- **Text for analysis**
What Is An Acceptable Rate of Death?
For the last month I have been working on a data set to better understand unsheltered homelessness. Yes, I have been working on that when I should have been blogging. And returning emails. And other functions necessary for running a business (which I am reminded of from time to time that OrgCode is).
Since early 2015, over 5% of the population included in the data set has died.
To be clear, three types of people died: someone's parent, someone's sibling, someone's child.
They were old and young. They were of different races and ethnicities. They had different lengths of homelessness.
As you might suspect and expect, the rate of death is higher than the general population, where just under 1% of the population dies every year.
Death is something I have come to embrace in my work on homelessness. It doesn't get any easier, nor do I get immune to it. I have given up thinking that it results in urgency for people to act. My newsfeed had this story in it today: www.cbc.ca/news/canada/british-columbia/homeless-man-spends-dying-hours-at-vancouver-tim-hortons-1.4689842 where a person who is homeless spends their dying hours in a coffee shop. At least it makes the news.
Across all age cohorts, people who are homeless are three times at greater risk of death. The literature shows that the average age of death of a person who is homeless is about 50. In 1900 that was the life expectancy. People who are homeless get the same illnesses that housed people get, just at rates 6 times higher. They also experience advanced chronological ageing.
Rates of death in individual cities seems to be on the rise too. Maybe it is opioids. Maybe it is weather phenomenon. Maybe it is known causes of death amongst people who are homeless like higher rates of cardiovascular disease. The Washington Post did an interesting article on the matter back in April.
What I do know is that we need to act with urgency if we are going to reverse what seems to be the new normal. We need to prioritize people for housing, knowing that some of those we house will also die, but with greater dignity. We need to focus our attention on cures to homelessness, not bandaids. Housing is good health care.

- **Given data**
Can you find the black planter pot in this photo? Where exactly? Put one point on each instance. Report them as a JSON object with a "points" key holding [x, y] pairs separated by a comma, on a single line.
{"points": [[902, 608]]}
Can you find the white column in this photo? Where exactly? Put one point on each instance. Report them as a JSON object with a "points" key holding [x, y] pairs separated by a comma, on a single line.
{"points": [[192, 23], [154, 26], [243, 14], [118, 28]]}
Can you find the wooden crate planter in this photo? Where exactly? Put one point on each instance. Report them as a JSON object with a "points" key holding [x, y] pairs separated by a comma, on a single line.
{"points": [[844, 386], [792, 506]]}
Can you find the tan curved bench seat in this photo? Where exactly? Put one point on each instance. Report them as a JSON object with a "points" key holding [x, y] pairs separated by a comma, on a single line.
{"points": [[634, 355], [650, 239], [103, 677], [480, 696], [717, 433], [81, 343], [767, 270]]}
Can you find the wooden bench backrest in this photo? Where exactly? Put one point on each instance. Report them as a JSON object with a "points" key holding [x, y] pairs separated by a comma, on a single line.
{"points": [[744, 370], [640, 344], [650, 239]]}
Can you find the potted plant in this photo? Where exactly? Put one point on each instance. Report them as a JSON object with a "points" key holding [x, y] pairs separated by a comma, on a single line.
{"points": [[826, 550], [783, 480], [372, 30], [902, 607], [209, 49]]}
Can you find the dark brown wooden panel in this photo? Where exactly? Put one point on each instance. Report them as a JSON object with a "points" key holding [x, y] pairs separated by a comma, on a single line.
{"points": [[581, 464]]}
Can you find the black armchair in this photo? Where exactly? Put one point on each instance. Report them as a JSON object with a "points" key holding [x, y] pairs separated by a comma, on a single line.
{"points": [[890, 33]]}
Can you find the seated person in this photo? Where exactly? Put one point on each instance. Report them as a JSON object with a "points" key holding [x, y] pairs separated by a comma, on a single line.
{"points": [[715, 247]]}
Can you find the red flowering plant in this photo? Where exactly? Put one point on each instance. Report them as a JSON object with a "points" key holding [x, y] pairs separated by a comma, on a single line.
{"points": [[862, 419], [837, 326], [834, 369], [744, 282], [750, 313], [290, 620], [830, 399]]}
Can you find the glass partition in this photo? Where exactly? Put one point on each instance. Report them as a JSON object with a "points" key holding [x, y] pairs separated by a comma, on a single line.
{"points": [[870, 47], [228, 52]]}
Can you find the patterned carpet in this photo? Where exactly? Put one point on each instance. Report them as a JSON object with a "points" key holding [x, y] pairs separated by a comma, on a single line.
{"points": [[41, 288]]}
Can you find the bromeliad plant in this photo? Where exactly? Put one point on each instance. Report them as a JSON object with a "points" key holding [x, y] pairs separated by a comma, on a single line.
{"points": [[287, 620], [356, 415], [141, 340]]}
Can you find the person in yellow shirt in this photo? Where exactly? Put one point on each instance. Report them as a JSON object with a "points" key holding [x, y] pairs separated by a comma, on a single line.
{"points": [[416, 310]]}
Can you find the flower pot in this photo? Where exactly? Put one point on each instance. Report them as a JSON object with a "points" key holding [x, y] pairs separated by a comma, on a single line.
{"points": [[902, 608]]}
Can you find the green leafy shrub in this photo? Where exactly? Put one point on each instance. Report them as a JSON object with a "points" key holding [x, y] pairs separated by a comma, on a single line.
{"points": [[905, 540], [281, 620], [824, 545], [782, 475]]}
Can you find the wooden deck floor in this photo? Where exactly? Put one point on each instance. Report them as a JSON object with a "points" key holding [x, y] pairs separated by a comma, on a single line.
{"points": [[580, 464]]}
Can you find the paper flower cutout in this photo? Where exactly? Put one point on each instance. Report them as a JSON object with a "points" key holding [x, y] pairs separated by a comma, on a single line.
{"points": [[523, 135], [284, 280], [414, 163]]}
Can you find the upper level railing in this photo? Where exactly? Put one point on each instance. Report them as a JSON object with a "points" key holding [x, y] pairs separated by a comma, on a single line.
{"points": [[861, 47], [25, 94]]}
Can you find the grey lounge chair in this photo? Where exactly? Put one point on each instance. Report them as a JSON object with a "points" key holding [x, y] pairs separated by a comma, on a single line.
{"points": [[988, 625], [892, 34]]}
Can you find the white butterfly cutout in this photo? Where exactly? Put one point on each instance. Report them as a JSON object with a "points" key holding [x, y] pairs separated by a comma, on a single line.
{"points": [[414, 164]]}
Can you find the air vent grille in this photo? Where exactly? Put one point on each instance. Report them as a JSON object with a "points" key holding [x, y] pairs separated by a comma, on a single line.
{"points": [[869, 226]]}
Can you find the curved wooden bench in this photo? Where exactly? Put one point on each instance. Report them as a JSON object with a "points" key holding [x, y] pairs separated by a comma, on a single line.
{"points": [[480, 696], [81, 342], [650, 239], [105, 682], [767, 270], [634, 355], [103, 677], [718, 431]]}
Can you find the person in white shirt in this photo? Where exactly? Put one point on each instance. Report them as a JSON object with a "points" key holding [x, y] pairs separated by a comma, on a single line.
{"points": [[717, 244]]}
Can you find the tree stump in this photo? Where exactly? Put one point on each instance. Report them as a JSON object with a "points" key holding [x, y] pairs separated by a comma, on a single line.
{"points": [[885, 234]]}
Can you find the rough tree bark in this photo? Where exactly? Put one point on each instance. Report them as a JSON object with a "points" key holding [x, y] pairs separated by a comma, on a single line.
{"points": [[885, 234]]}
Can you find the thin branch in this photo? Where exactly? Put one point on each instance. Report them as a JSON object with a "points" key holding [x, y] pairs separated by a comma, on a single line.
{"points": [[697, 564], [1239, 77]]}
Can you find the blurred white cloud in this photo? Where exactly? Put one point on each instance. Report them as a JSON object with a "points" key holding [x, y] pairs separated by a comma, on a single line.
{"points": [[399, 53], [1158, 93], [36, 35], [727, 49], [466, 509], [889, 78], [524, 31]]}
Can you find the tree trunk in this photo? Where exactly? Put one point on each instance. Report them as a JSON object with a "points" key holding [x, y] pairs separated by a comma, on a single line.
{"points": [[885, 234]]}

- **Task prompt**
From the piece on deaths among people who are homeless, reproduce word for word the passage starting at "What Is An Acceptable" and ending at "that OrgCode is).".

- **Your response**
What Is An Acceptable Rate of Death?
For the last month I have been working on a data set to better understand unsheltered homelessness. Yes, I have been working on that when I should have been blogging. And returning emails. And other functions necessary for running a business (which I am reminded of from time to time that OrgCode is).